WORK REQUEST A:
Answer these questions from the blog post on fuzzy duplicates in SAP master data, one per line:
(i) What share of master data records in mature SAP landscapes does industry data suggest are redundant?
(ii) What spelling of the vendor name appears in the second company code?
(iii) Under Challenge 1, what do fuzzy duplicates cause instead of a single catastrophic failure?
WORK REQUEST B: Rewrite the blog post's passage starting at "Fuzzy Duplicates in" and ending at "you've ever run.", changing "exact-match check" to "strict-match check".

SOURCE DOCUMENT:
:::
Back to Blog
Data Quality

Fuzzy Duplicates in SAP Master Data: How deKorvai Detects, Reports, and Cleanses What Others Miss

Fuzzy duplicates silently erode operational efficiency and derail S/4HANA migrations. Learn how deKorvai's pipeline-driven approach finds near-matches, routes them for review, and cleanses both master and transactional data — with real examples.

Prakash Palani

The Problem Hiding in Plain Sight

Your SAP system has duplicates. Not the obvious kind — not two records with the same material number. The dangerous kind: records that look almost the same but differ just enough to pass every exact-match check you've ever run.

A bearing listed as "Ball Bearing 6205-2RS" in one plant and "Bearing, Ball 6205 2RS" in another. A vendor entered as "Müller GmbH & Co. KG" in one company code and "Mueller GmbH Co KG" in the next. A customer recorded as "Johnson & Johnson Inc." and "Johnson and Johnson Incorporated" across two sales organizations.

These are fuzzy duplicates — and they are far more common than most organizations realize. Industry data suggests that 5–15% of master data records in mature SAP landscapes are redundant, with fuzzy duplicates making up the majority that survive conventional cleansing efforts.

The consequences split into two distinct but equally costly challenges.

How fuzzy matching catches what exact match misses

Challenge 1: Operational Disruption — Death by a Thousand Duplicates

Fuzzy duplicates don't cause a single catastrophic failure. They cause a slow, persistent erosion of operational efficiency that compounds over years.
:::
GIVEN INFORMATION:
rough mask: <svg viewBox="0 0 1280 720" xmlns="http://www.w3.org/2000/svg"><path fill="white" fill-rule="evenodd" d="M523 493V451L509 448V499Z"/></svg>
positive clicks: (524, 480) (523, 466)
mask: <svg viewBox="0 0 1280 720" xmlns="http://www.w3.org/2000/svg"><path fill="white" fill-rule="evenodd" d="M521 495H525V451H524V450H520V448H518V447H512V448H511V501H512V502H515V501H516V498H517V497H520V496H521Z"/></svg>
:::
REPLY A:
(i) 5–15%
(ii) "Mueller GmbH Co KG"
(iii) A slow, persistent erosion of operational efficiency that compounds over years

REPLY B:
Fuzzy Duplicates in SAP Master Data: How deKorvai Detects, Reports, and Cleanses What Others Miss

Fuzzy duplicates silently erode operational efficiency and derail S/4HANA migrations. Learn how deKorvai's pipeline-driven approach finds near-matches, routes them for review, and cleanses both master and transactional data — with real examples.

Prakash Palani

The Problem Hiding in Plain Sight

Your SAP system has duplicates. Not the obvious kind — not two records with the same material number. The dangerous kind: records that look almost the same but differ just enough to pass every strict-match check you've ever run.